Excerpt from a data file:
-*-
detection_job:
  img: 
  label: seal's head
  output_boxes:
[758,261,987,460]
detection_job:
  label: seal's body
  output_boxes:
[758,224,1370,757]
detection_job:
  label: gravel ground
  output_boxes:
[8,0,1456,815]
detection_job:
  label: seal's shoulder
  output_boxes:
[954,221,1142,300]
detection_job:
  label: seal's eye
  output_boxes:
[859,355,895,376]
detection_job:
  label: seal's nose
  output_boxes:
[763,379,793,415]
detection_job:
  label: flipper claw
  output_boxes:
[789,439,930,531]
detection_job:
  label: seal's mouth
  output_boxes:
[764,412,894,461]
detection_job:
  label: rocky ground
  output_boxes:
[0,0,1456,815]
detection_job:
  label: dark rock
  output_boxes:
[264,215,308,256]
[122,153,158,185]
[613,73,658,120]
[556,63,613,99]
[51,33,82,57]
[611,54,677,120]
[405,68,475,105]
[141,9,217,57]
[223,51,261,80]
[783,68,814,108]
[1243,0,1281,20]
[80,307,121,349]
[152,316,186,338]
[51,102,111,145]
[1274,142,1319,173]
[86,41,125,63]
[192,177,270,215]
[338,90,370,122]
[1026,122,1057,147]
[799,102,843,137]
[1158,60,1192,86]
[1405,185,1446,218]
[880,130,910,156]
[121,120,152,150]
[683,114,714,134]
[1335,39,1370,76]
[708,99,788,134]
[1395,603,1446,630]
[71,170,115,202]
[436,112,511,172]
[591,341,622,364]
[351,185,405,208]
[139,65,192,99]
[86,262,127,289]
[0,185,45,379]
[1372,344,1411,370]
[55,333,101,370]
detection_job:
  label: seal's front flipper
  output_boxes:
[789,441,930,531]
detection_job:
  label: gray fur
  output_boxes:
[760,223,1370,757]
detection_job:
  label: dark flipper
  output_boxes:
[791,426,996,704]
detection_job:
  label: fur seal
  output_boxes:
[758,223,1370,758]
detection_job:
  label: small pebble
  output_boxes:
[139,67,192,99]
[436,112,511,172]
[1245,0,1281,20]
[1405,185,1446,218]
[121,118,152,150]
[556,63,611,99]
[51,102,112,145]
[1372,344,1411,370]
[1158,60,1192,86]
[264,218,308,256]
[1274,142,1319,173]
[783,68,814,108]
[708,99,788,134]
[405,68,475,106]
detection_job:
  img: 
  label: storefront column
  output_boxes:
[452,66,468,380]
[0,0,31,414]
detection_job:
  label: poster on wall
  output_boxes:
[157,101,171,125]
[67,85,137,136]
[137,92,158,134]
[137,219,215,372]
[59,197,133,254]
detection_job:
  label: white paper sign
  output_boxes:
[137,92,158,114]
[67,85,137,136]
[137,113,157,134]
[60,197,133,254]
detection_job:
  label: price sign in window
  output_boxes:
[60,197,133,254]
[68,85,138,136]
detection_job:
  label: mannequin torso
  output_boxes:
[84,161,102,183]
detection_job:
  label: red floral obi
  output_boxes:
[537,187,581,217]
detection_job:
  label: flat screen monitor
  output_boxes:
-*-
Could you copy out all of the material above, line for line, without changing a single character?

detection_job:
  img: 
  label: seal's head
  output_boxes:
[758,261,987,460]
detection_job:
  label: seal's body
  output_boxes:
[758,224,1370,757]
detection_job:
  label: gravel ground
  output_boxes:
[8,0,1456,815]
detection_job:
  label: seal's shoulder
  output_boxes:
[954,221,1142,300]
detection_job:
  label: seal's eye
  output_boxes:
[859,355,895,376]
detection_job:
  label: seal's nose
  output_boxes:
[763,379,793,415]
detection_job:
  label: flipper claw
  output_boxes:
[789,439,930,531]
detection_job:
  label: seal's mouth
  output_boxes:
[764,412,894,461]
detection_job:
  label: rocky ground
  output_boxes:
[0,0,1456,815]
detection_job:
  label: dark rock
  output_boxes:
[264,215,308,256]
[122,153,158,185]
[613,73,658,120]
[556,63,613,99]
[51,33,82,57]
[611,54,677,120]
[405,68,475,105]
[141,9,217,57]
[223,51,261,80]
[783,68,814,108]
[1243,0,1281,20]
[80,307,121,349]
[152,316,186,338]
[51,102,111,145]
[1274,142,1319,173]
[86,41,125,63]
[192,177,270,215]
[338,90,370,122]
[1026,122,1057,147]
[799,102,843,137]
[1158,60,1192,86]
[1405,185,1446,218]
[880,130,910,156]
[121,120,152,150]
[683,114,714,134]
[1335,39,1370,76]
[708,99,788,134]
[1395,603,1446,630]
[71,170,115,202]
[436,112,511,172]
[591,341,622,364]
[351,185,405,208]
[139,65,192,99]
[86,262,127,289]
[0,185,45,379]
[1372,344,1411,370]
[55,333,101,370]
detection_job:
  label: seal's front flipper
  output_boxes:
[789,441,930,531]
detection_job:
  label: gray fur
  output_boxes:
[760,223,1370,757]
detection_job:
  label: dark flipper
  output_boxes:
[791,426,996,704]
detection_job:
  label: fur seal
  output_boxes:
[758,223,1370,758]
detection_job:
  label: small pebble
  output_boxes:
[139,67,192,99]
[436,112,511,172]
[1245,0,1281,20]
[1405,185,1446,218]
[121,118,152,150]
[556,63,611,99]
[51,102,112,145]
[1372,344,1411,370]
[1158,60,1192,86]
[264,218,308,256]
[1274,142,1319,173]
[783,68,814,108]
[708,99,788,134]
[405,68,475,106]
detection_job:
  img: 
  label: storefront column
  output_boxes:
[452,66,468,380]
[0,0,31,414]
detection_job:
  label: poster on wall
  output_boxes:
[157,101,171,125]
[67,85,137,136]
[137,92,158,134]
[137,219,215,372]
[59,197,133,254]
detection_job:
  label: white paper sign
  output_boxes:
[137,92,158,114]
[67,85,137,136]
[137,113,157,134]
[60,197,133,254]
detection_job:
  label: price sign in window
  output_boxes:
[60,197,133,254]
[68,85,138,136]
detection_job:
  label: mannequin torso
  output_boxes:
[84,161,102,183]
detection_job:
  label: red floral obi
  output_boxes:
[537,187,581,217]
detection_job:
  label: flat screen monitor
  output_boxes:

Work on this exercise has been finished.